EXCERPT PROVIDED:

# # # #

Foobot Launches Smart Indoor Air Quality Monitor

Luxembourg based company, Airboxlab, today announces that its connected indoor air quality monitor, Foobot, is now available in the UK. Foobot is the brainchild of CEO, Jacques Touillon, who wanted to help his eldest child in his fight against asthma and after looking without success for a device to fight this invisible enemy was determined to improve his son’s health and to develop a solution himself. Foobot was born.

Foobot is the most advanced data processing smart monitor in the market, helping you take control of your indoor air quality, either by working with other home automation devices or simply by giving you detailed knowledge of something which is effectively invisible. By scanning your environment day and night and learning from your habits, Foobot will provide you warnings and actionable advice to keep your air in the home fresh and pollution free. It constantly measures VOCs, PM2.5s, CO2, temperature and humidity, and logs them in five minute intervals to find the best solution for air quality needs.

Poor air quality can impair our health, leading to symptoms such as fatigue, headaches, eye, nose and throat infections and can aggravate allergies and asthma. To protect our health and preserve our quality of life, indoor air quality is fundamental. Foobot turns invisible indoor pollution into a tangible, visible thing thanks to its soft coloured LED light, meaning air quality can be easily viewed and assessed and appropriate action can be taken if required to improve it.

# # # #

EXERCISE SET:
1. Retype a passage of the Foobot announcement word for word, beginning at the words "Foobot is the most" and stopping after "air quality needs.".
2. Answer these questions using the Foobot announcement:
(a) Where is Airboxlab based?
(b) At what interval does Foobot log its measurements?
(c) What feature of Foobot makes indoor pollution visible?

DATA SECTION:
# # # #

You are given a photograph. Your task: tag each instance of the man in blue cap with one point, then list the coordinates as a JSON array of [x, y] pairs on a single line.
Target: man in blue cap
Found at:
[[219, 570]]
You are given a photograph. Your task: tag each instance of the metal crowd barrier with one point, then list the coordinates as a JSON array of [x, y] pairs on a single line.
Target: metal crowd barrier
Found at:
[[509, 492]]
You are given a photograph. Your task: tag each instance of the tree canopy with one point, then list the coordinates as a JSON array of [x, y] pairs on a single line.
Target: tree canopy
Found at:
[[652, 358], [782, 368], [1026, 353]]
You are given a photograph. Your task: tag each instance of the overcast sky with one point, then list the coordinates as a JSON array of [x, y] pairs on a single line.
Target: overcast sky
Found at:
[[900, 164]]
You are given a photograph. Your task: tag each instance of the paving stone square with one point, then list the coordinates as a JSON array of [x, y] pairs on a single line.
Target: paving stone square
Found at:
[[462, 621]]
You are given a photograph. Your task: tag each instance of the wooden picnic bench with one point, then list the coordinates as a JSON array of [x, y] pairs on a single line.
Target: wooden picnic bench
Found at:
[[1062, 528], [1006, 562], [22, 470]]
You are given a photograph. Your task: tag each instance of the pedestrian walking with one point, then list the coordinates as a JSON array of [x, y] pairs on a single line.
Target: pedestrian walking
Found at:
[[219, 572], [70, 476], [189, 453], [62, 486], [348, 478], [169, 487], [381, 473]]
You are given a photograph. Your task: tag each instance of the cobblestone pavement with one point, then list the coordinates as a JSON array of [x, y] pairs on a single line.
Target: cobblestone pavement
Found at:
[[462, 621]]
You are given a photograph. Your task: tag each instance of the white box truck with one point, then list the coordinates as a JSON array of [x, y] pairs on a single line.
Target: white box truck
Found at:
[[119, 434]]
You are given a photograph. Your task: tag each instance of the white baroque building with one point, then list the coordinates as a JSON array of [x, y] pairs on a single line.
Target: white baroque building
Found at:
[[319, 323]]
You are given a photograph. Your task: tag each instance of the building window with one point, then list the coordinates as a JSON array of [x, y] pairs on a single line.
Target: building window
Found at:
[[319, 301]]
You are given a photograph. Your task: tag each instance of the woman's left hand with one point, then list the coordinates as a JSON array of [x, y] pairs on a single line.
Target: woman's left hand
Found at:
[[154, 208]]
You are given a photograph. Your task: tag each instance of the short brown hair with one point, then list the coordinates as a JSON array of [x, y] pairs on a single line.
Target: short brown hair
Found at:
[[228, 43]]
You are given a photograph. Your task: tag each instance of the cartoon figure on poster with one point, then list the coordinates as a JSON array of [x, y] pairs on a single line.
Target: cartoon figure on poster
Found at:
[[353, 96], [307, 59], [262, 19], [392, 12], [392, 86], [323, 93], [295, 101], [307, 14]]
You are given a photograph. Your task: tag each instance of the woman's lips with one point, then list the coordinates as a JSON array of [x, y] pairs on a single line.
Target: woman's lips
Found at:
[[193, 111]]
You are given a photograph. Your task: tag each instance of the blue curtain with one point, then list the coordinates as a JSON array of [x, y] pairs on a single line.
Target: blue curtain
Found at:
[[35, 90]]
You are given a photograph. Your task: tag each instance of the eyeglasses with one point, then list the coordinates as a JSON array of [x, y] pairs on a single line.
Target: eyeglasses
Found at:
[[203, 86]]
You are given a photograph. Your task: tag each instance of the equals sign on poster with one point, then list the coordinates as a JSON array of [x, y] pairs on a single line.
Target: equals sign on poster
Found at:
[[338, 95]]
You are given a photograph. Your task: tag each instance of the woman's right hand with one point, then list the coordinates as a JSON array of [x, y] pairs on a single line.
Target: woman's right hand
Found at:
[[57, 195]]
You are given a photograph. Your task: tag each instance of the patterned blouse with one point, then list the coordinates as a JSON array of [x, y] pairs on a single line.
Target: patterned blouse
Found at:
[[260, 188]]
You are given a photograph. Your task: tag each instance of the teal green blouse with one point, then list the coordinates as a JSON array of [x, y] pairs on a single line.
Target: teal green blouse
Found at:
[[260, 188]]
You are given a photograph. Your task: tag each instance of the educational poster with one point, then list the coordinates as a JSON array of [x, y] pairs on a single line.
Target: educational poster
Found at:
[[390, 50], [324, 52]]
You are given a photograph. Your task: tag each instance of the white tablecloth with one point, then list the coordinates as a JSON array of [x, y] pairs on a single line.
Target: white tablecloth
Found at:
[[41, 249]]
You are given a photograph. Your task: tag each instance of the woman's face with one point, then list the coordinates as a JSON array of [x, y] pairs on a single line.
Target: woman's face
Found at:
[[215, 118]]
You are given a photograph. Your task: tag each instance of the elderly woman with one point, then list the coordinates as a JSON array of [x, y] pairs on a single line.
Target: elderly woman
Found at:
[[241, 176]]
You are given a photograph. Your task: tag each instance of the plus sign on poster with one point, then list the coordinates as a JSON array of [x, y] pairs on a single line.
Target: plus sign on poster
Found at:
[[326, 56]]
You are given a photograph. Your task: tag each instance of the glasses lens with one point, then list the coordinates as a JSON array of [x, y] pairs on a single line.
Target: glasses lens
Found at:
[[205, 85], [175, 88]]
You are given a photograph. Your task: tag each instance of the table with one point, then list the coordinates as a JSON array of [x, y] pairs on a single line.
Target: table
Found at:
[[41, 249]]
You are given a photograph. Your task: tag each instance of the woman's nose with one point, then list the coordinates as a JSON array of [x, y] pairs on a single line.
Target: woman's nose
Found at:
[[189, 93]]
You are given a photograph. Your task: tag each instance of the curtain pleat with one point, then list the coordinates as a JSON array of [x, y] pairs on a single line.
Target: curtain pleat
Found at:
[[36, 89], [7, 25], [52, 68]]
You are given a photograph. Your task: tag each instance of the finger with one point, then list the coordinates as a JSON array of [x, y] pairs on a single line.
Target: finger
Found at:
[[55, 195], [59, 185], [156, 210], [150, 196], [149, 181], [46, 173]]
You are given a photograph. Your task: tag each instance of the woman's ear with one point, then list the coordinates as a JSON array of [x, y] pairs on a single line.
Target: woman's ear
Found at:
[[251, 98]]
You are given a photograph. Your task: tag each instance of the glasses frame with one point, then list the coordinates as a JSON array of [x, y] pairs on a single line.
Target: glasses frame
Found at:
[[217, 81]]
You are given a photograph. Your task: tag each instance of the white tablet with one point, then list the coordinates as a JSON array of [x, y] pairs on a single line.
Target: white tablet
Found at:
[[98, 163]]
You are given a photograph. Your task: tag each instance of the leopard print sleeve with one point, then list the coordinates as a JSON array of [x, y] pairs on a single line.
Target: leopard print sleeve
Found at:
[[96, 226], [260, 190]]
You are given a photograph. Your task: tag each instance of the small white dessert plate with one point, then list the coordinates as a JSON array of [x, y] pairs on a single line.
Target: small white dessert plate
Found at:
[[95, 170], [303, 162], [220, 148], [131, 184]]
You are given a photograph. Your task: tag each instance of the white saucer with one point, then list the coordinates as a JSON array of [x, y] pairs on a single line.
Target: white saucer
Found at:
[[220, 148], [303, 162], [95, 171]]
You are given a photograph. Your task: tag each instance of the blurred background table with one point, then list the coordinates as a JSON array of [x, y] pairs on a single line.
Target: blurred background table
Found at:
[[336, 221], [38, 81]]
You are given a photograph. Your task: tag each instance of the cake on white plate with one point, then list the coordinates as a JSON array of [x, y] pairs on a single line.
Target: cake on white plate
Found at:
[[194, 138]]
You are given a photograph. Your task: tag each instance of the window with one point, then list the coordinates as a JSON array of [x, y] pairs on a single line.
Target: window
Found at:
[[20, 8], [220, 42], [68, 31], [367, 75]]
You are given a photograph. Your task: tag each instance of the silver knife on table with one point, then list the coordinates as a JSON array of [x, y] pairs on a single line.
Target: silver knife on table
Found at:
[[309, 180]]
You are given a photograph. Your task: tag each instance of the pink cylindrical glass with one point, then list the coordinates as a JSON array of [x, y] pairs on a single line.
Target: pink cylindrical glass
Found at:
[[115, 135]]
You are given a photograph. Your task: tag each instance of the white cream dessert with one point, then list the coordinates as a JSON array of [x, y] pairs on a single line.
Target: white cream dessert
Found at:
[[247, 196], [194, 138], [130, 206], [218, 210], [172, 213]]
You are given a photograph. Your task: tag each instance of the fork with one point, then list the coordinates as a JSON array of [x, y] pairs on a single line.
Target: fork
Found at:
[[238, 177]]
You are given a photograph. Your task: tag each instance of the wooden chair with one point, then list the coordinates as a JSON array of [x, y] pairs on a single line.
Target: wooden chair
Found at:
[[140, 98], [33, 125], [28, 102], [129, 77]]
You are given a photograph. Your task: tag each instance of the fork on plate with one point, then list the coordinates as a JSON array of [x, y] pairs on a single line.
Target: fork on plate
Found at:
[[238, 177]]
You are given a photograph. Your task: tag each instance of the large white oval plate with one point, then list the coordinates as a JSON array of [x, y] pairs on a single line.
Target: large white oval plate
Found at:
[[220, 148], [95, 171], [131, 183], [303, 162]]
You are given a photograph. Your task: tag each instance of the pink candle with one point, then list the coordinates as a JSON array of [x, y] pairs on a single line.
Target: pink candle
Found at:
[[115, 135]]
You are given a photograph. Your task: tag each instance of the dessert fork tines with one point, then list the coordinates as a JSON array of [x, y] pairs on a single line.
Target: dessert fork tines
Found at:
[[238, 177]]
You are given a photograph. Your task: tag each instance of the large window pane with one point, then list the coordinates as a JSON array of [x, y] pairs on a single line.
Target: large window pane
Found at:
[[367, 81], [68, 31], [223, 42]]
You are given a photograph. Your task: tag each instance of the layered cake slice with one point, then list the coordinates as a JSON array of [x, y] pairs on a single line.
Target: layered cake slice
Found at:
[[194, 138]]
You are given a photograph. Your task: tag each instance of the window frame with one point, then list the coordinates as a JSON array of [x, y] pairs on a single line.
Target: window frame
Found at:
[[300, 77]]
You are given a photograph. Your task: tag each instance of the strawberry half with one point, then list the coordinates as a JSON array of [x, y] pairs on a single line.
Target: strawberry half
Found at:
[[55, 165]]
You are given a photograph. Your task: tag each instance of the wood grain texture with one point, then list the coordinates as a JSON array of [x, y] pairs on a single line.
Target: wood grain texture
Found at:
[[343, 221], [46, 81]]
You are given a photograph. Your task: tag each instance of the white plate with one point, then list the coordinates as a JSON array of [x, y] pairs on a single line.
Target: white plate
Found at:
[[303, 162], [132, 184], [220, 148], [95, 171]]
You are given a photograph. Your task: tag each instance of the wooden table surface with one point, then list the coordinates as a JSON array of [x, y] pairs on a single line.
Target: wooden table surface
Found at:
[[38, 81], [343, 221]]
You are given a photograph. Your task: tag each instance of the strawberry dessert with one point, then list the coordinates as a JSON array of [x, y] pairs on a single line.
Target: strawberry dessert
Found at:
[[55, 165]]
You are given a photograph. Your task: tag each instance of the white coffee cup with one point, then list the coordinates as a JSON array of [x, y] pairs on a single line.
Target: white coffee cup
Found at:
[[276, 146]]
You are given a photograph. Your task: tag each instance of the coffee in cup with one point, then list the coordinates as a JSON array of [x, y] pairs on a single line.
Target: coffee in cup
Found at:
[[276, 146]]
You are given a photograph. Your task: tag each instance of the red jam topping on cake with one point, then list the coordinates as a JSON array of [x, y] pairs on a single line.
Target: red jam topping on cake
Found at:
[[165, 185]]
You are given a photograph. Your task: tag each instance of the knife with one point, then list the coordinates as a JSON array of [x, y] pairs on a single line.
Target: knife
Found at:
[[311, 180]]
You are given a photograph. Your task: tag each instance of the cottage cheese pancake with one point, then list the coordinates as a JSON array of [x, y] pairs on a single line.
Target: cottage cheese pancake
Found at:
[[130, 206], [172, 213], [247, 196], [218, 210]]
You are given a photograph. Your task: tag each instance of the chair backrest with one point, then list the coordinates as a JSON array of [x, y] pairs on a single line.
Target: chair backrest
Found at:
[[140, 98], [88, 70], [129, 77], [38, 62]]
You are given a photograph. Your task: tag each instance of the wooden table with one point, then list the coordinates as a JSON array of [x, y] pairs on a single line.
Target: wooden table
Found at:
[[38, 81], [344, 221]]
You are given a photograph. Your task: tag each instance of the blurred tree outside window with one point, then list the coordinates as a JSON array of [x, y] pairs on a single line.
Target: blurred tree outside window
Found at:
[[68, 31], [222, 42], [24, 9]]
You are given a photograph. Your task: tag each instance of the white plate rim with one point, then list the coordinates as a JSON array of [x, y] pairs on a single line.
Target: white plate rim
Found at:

# # # #

EXERCISE SOLUTIONS:
1.
Foobot is the most advanced data processing smart monitor in the market, helping you take control of your indoor air quality, either by working with other home automation devices or simply by giving you detailed knowledge of something which is effectively invisible. By scanning your environment day and night and learning from your habits, Foobot will provide you warnings and actionable advice to keep your air in the home fresh and pollution free. It constantly measures VOCs, PM2.5s, CO2, temperature and humidity, and logs them in five minute intervals to find the best solution for air quality needs.

2.
(a) Luxembourg
(b) Every five minutes
(c) Its soft coloured LED light